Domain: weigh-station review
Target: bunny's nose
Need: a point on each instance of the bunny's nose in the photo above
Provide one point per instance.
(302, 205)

________________________

WHAT IS NEEDED — Filter by the word "nose": copy every line of the data that holds it.

SOLUTION FOR THIS EXERCISE —
Target: bunny's nose
Need: a point on each instance of the bunny's nose in the photo above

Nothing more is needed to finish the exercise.